— Extracted text —
****

Personal power is the closest to equal human beings get. Each of us is born with potential personal power – the power to move, to choose, to think. We have the power to determine what we do, where we go, and how we respond to what we experience. Personal power is our outright power.
We are not born fully empowered though. Many societies do not promote people assuming personal power. Most of the world’s population lives in restrictive societies where personal power is strictly controlled or limited. In societies which do promote personal power – those freer societies – people grow and mature into their personal power.
This maturing happens in families. Parents assume nearly universal power over babies. The power dynamic shifts as children grow. In healthy families children mature into their personal power.
Personal power however, comes with a burden. Along with personal power comes personal responsibility. Accepting personal power to act, means accepting personal responsibility for outcomes. You cannot have one without the other. Personal power always comes with personal responsibility. Power and responsibility are two sides of the same coin.
In more or less free societies, as awareness of a person’s potential personal power grows, so does his or her awareness of personal responsibility. People then face a choice. They can both assume their personal power and accept that they are responsible for their own lives, or they can reject personal power and the responsibility which comes along with it and give up, forfeit, or give away their power.
We are social beings. The potential of the collective is certainly far greater than the potential of an individual. People may be willing to direct their personal power or even give up personal power to achieve mutually beneficial ends – the collective self-interest Adam Smith referred to. Leadership is the art of inspiring people to use their personal power to achieve some collective, ultimately beneficial ends. Leadership is leading others for their own benefit.
Politics is assembling, collecting, or concentrating personal power, but not necessarily, and if we are honest, not usually for the benefit of those contributing their power. Men and women playing the political game rarely use genuine leadership. Rather people playing power politics more frequently use carrots and sticks to aggregate and concentrate power.

****

— Work to do —
1: Answer these questions from the text on personal power:
(a) Where does the maturing into personal power happen?
(b) What comes along with personal power?
(c) What do people playing power politics more often use to gather and concentrate power?
2: Output the part of the text on personal power between "This maturing happens" and "the same coin.", inclusive.

— Supplied data —

****

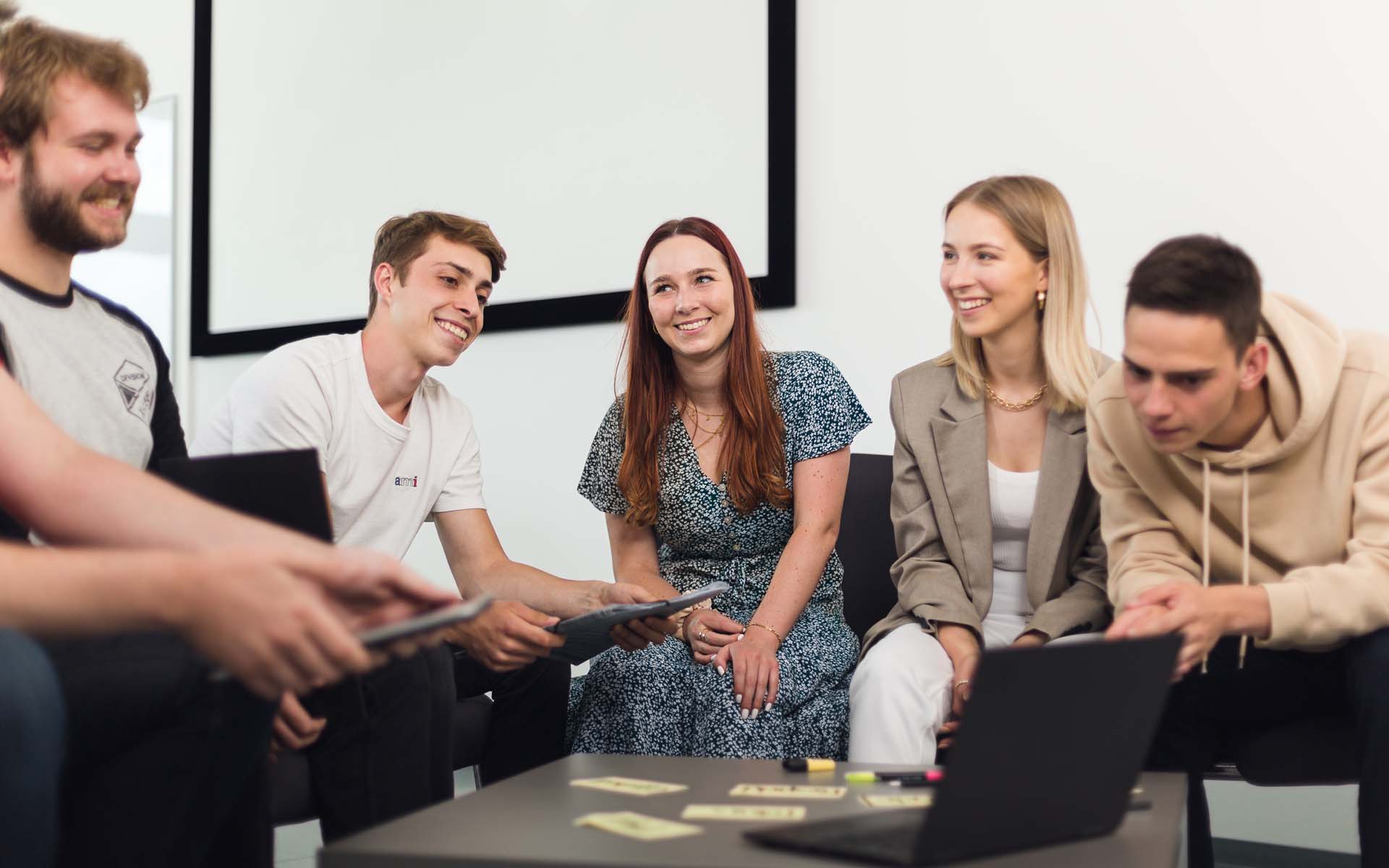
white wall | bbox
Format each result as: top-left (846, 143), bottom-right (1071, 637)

****

— Answers per task —
1:
(a) In families.
(b) Personal responsibility.
(c) Carrots and sticks.

2:
This maturing happens in families. Parents assume nearly universal power over babies. The power dynamic shifts as children grow. In healthy families children mature into their personal power.
Personal power however, comes with a burden. Along with personal power comes personal responsibility. Accepting personal power to act, means accepting personal responsibility for outcomes. You cannot have one without the other. Personal power always comes with personal responsibility. Power and responsibility are two sides of the same coin.